── DATA SUPPLIED ──

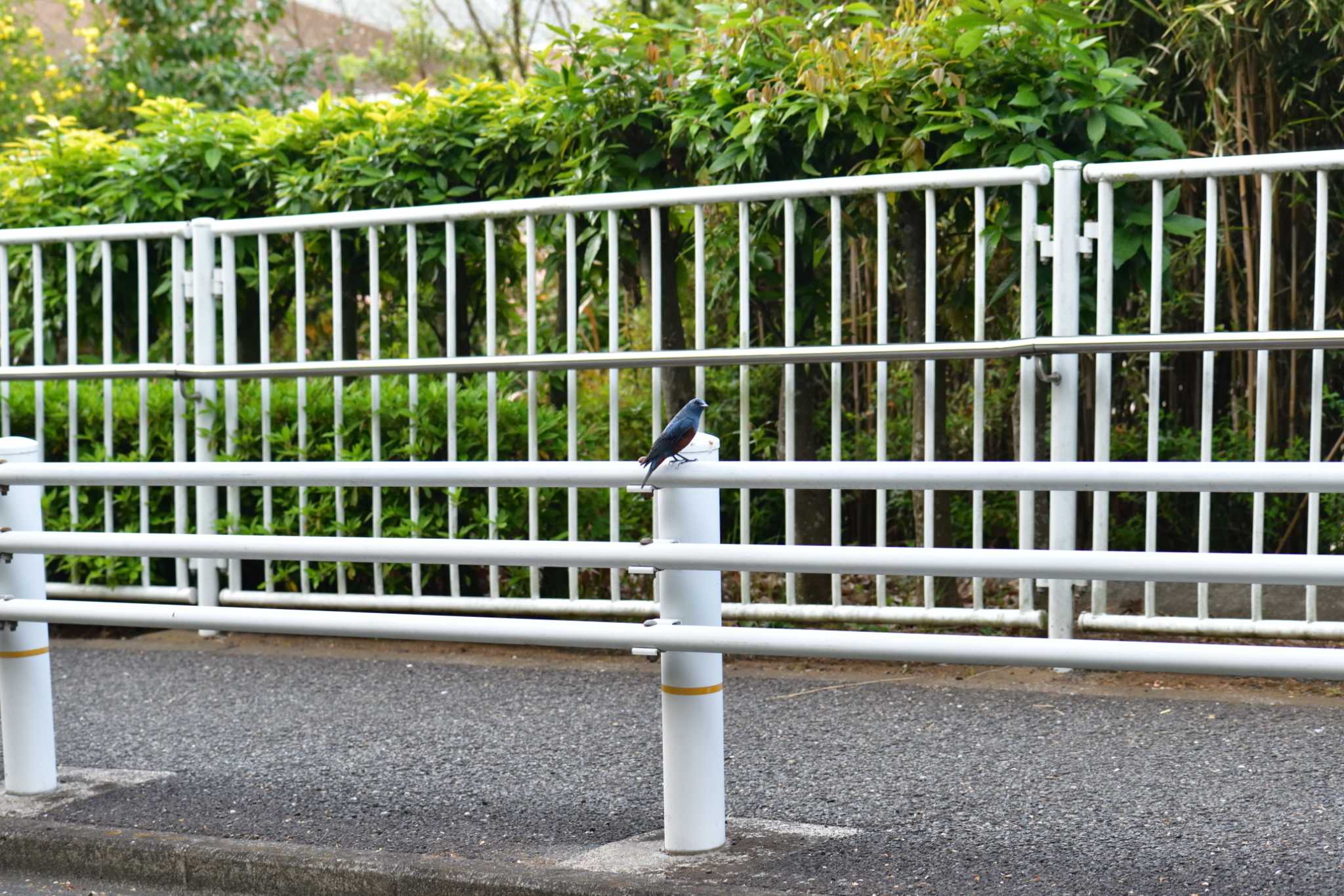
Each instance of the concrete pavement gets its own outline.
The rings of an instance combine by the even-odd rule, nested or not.
[[[113,837],[161,861],[368,869],[327,892],[1344,889],[1337,689],[800,665],[728,665],[734,845],[669,861],[644,660],[58,643],[59,760],[169,774],[0,819],[0,868],[23,844],[40,864],[59,861],[32,858],[43,842],[87,857]],[[411,888],[454,873],[477,889]],[[145,883],[286,892],[188,877]]]

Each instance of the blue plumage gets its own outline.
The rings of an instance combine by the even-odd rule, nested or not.
[[[685,403],[685,407],[677,411],[676,416],[668,420],[659,438],[653,439],[653,447],[640,458],[640,466],[649,467],[649,472],[644,474],[642,485],[649,484],[649,477],[653,476],[653,470],[659,469],[663,461],[676,458],[685,462],[689,459],[681,457],[681,451],[685,450],[685,446],[691,443],[691,439],[699,431],[700,415],[704,414],[704,408],[710,406],[704,399],[692,398]]]

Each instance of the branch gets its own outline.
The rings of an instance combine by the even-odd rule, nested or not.
[[[489,32],[485,26],[481,24],[481,17],[476,15],[476,4],[472,0],[462,0],[466,4],[466,15],[472,17],[472,24],[476,26],[476,34],[480,35],[481,43],[485,46],[485,58],[495,74],[496,81],[504,81],[504,67],[500,66],[499,54],[495,52],[495,44],[491,40]]]

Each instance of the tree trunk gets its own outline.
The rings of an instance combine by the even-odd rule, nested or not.
[[[918,195],[910,199],[902,196],[898,203],[899,224],[896,232],[900,240],[900,263],[905,273],[905,340],[925,341],[925,218],[923,204]],[[925,363],[914,363],[914,377],[910,396],[910,459],[925,459]],[[934,368],[933,407],[933,450],[934,458],[948,458],[948,365]],[[934,493],[933,543],[935,547],[952,545],[952,513],[946,492]],[[913,492],[915,537],[923,533],[923,492]],[[956,606],[956,580],[934,579],[934,600],[938,606]]]

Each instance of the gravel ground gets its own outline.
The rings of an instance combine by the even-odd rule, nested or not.
[[[58,646],[52,668],[62,764],[176,772],[55,821],[538,868],[663,823],[657,668],[642,660]],[[1340,708],[1095,696],[1077,681],[1075,693],[892,680],[800,695],[831,681],[730,668],[730,817],[862,833],[668,880],[1344,892]]]

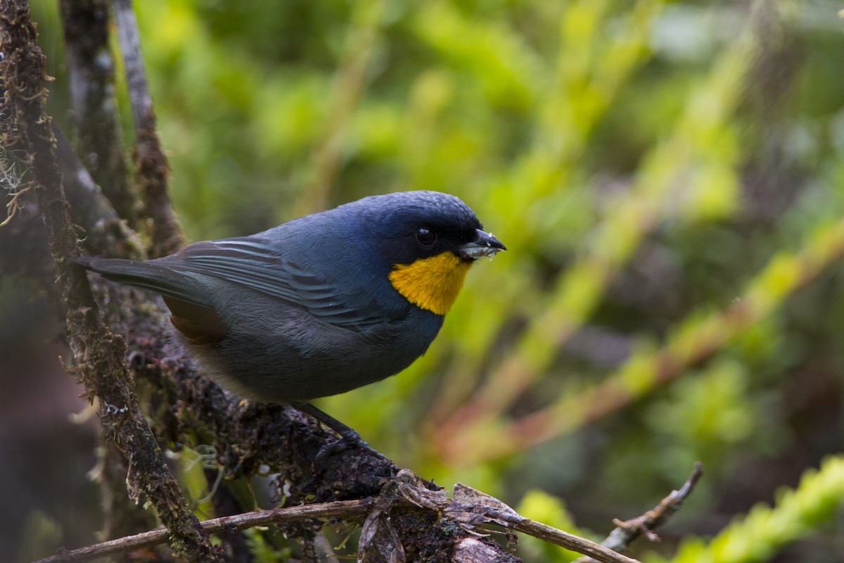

───

## AIM
Can you swap "even-odd rule" for "nonzero winding rule" everywhere in the lines above and give them back otherwise unchanged, leaving the pictures out?

## FINISHED TASK
Each instance of the concrete pavement gets its own outline.
The rings of an instance combine by the nonzero winding rule, nested or not.
[[[113,837],[161,861],[368,869],[327,892],[1344,889],[1337,689],[800,665],[728,665],[734,845],[669,861],[644,660],[58,643],[59,760],[169,774],[0,819],[0,868],[23,844],[40,864],[59,861],[32,858],[43,842],[87,857]],[[411,888],[454,873],[477,889]],[[145,883],[286,892],[188,877]]]

Each instance of the blue plumage gets its own outline.
The rings of an instance combine by the nonzero winding rule, nested or not.
[[[685,403],[685,407],[677,411],[676,416],[668,420],[659,438],[653,439],[653,447],[640,458],[640,466],[649,467],[649,472],[644,474],[642,485],[649,484],[649,477],[653,476],[653,470],[659,469],[663,461],[676,458],[685,462],[689,459],[681,457],[681,451],[685,450],[685,446],[691,443],[691,439],[699,431],[700,415],[704,414],[704,408],[710,406],[704,399],[692,398]]]

Each instance of the branch gets its own outline.
The rings of an instance combine by the nonzero winding rule, nested or not.
[[[489,32],[485,26],[481,24],[481,17],[476,15],[476,4],[472,0],[462,0],[466,4],[466,15],[472,17],[472,24],[476,26],[476,34],[480,35],[481,43],[485,46],[485,58],[495,74],[496,81],[504,81],[504,67],[500,66],[499,54],[495,52],[495,44],[491,40]]]

Each instance of the tree trunk gets its own outline.
The rings of an instance combine by the nonzero winding rule, nested or not.
[[[918,195],[910,199],[902,196],[898,203],[899,224],[896,232],[900,240],[900,263],[905,273],[905,340],[925,341],[925,218],[923,204]],[[925,363],[914,363],[914,377],[910,396],[910,459],[925,459]],[[934,368],[933,407],[933,450],[934,458],[948,458],[948,365]],[[934,493],[933,543],[935,547],[952,545],[952,513],[946,492]],[[913,492],[915,537],[923,533],[923,492]],[[956,606],[956,580],[934,579],[934,600],[938,606]]]

Each instance of the gravel ground gets its own outline.
The rings of an instance combine by the nonzero winding rule, nested or not.
[[[58,646],[52,668],[62,764],[176,772],[55,821],[538,868],[663,823],[657,668],[642,660]],[[1340,708],[1095,696],[1077,681],[1075,693],[892,680],[800,695],[831,681],[730,668],[730,817],[862,833],[668,880],[1344,892]]]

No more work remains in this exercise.